(REQUIRED TASKS):
1/ In the notebook text, copy the passage from "## Notebook 2" up to and including "dataframes into one.".
2/ Answer these questions from the notebook text:
(a) Which weekday does the value 0 represent in the day-of-week feature?
(b) In what time standard does the API give the hour?
(c) Which library is imported, and under what alias?
3/ List every individual date component that the notebook text names as a feature to be added.
* begin TEXT BLOCK *
## Notebook 2 - Combine Data and Add Columns
The purpose of this notebook is twofold:  
1. Add some features to the data - country and individual date components: year, month, hour and day of week (where 0 = Monday, 1 = Tuesday, etc.). 
1. Join all the dataframes into one.

In [None]:
import pandas as pd

In [None]:
# this adjusts the hour for time zone difference since API gives it in UTC
def adjust_hour(hour, offset):
    if hour >= offset:
        hour -= offset
    else:
        hour += 24 - offset
    return hour

In [None]:
# splits the datetime column into separate features
def add_date_features(df, offset=0):
    df['year'] = df.date.apply(lambda x: x.year)
* end TEXT BLOCK *
* begin GIVEN INFORMATION *
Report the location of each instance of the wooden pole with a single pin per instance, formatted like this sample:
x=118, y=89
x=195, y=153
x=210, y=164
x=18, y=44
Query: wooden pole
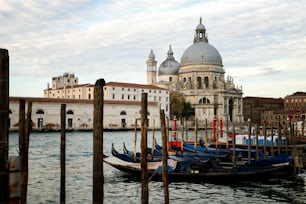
x=279, y=135
x=153, y=140
x=234, y=146
x=98, y=176
x=195, y=134
x=265, y=140
x=257, y=147
x=249, y=143
x=63, y=154
x=4, y=116
x=22, y=149
x=206, y=135
x=143, y=160
x=182, y=145
x=164, y=156
x=135, y=139
x=186, y=128
x=272, y=142
x=226, y=132
x=25, y=165
x=286, y=135
x=167, y=131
* end GIVEN INFORMATION *
(RESULTS FOR THE EXERCISE):
1/
## Notebook 2 - Combine Data and Add Columns
The purpose of this notebook is twofold:  
1. Add some features to the data - country and individual date components: year, month, hour and day of week (where 0 = Monday, 1 = Tuesday, etc.). 
1. Join all the dataframes into one.

2/
(a) Monday
(b) UTC
(c) pandas, imported as pd

3/ year, month, hour, day of week